### Data rows
-- begin --
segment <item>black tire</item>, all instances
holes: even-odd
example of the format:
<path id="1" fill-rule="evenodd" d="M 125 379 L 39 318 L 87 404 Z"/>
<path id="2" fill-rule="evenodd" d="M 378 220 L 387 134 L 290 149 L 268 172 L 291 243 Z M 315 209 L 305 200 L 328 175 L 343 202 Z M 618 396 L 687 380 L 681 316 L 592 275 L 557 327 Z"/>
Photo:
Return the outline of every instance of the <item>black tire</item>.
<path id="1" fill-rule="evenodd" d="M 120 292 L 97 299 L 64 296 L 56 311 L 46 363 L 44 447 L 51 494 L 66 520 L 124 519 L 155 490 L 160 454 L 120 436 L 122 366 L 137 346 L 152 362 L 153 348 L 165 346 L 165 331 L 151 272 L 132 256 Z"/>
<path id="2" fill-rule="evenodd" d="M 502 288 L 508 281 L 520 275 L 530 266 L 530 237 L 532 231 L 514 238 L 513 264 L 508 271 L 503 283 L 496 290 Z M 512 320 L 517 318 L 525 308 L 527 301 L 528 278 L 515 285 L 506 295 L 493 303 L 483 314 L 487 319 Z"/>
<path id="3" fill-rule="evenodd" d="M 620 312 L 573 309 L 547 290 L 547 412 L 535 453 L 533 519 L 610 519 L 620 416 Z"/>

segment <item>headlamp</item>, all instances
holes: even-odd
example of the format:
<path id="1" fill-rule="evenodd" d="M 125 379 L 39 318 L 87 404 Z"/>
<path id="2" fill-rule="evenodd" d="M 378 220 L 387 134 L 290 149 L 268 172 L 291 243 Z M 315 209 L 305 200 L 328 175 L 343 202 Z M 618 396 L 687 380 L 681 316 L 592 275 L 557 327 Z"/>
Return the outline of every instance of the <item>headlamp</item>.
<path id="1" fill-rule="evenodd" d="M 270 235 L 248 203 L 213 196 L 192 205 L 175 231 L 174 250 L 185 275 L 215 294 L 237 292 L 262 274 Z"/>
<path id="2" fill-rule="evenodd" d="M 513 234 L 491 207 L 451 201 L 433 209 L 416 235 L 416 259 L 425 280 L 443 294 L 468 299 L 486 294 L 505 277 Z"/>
-- end --
### Objective
Set out every line of the entries above as a Markdown table, leaving out blank lines. Use the columns Row and Line, with Row numbering the lines in order.

### Response to the exercise
| Row | Line |
|---|---|
| 1 | segment <item>black tire</item>, all instances |
| 2 | holes: even-odd |
| 3 | example of the format: |
| 4 | <path id="1" fill-rule="evenodd" d="M 125 379 L 39 318 L 87 404 Z"/> |
| 5 | <path id="2" fill-rule="evenodd" d="M 378 220 L 387 134 L 290 149 L 268 172 L 291 243 Z M 315 209 L 305 200 L 328 175 L 343 202 Z M 618 396 L 687 380 L 681 316 L 592 275 L 557 327 Z"/> |
| 6 | Photo: |
| 7 | Return the outline of every instance of the <item>black tire</item>. |
| 8 | <path id="1" fill-rule="evenodd" d="M 120 292 L 97 299 L 64 296 L 56 311 L 46 363 L 44 447 L 51 494 L 66 520 L 124 519 L 155 490 L 160 454 L 120 436 L 122 366 L 137 346 L 152 362 L 153 348 L 165 346 L 165 331 L 151 272 L 132 256 Z"/> |
| 9 | <path id="2" fill-rule="evenodd" d="M 502 288 L 508 281 L 520 275 L 530 266 L 530 237 L 532 231 L 514 238 L 513 264 L 508 271 L 503 283 L 496 290 Z M 512 320 L 517 318 L 525 308 L 527 301 L 528 278 L 515 285 L 506 295 L 493 303 L 483 314 L 487 319 Z"/> |
| 10 | <path id="3" fill-rule="evenodd" d="M 620 312 L 573 309 L 547 290 L 547 412 L 535 453 L 533 519 L 610 519 L 620 416 Z"/> |
| 11 | segment <item>headlamp</item>, all instances |
| 12 | holes: even-odd |
| 13 | example of the format: |
| 14 | <path id="1" fill-rule="evenodd" d="M 125 379 L 39 318 L 87 404 Z"/> |
| 15 | <path id="2" fill-rule="evenodd" d="M 378 220 L 387 134 L 290 149 L 268 172 L 291 243 Z M 315 209 L 305 200 L 328 175 L 343 202 Z M 618 396 L 687 380 L 681 316 L 592 275 L 557 327 Z"/> |
| 16 | Return the outline of every instance of the <item>headlamp</item>. |
| 17 | <path id="1" fill-rule="evenodd" d="M 270 235 L 248 203 L 213 196 L 192 205 L 175 231 L 174 250 L 185 275 L 215 294 L 237 292 L 262 274 Z"/> |
| 18 | <path id="2" fill-rule="evenodd" d="M 513 234 L 491 207 L 451 201 L 433 209 L 416 235 L 416 259 L 425 280 L 443 294 L 468 299 L 486 294 L 505 277 Z"/> |